- Date: July 23, 2006
- Venue: The Ritz-Carlton Huntington Hotel and Spa, Pasadena, California

Highlights
- Program of the Year: Grey's Anatomy
- Outstanding New Program: My Name Is Earl

= 22nd TCA Awards =

US television awards ceremony in 2006

The 22nd TCA Awards were presented by the Television Critics Association. Mary Lynn Rajskub hosted the ceremony on July 23, 2006 at the Ritz-Carlton Huntington Hotel and Spa in Pasadena, California.

(AIM 1):
Answer these from the awards summary above:
(a) Which show won Program of the Year?
(b) Who hosted the ceremony?
(c) Which group presented the awards?
(AIM 2): Reproduce word for word the part of the awards summary that opens with the words containing "- Date: July" and closes with "in Pasadena, California.".

(RECORDED INFORMATION):
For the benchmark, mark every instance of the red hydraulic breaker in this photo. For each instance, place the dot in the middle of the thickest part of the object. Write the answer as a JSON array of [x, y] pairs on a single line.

(WORKED SOLUTION 1):
(a) Grey's Anatomy
(b) Mary Lynn Rajskub
(c) The Television Critics Association

(WORKED SOLUTION 2):
- Date: July 23, 2006
- Venue: The Ritz-Carlton Huntington Hotel and Spa, Pasadena, California

Highlights
- Program of the Year: Grey's Anatomy
- Outstanding New Program: My Name Is Earl

= 22nd TCA Awards =

US television awards ceremony in 2006

The 22nd TCA Awards were presented by the Television Critics Association. Mary Lynn Rajskub hosted the ceremony on July 23, 2006 at the Ritz-Carlton Huntington Hotel and Spa in Pasadena, California.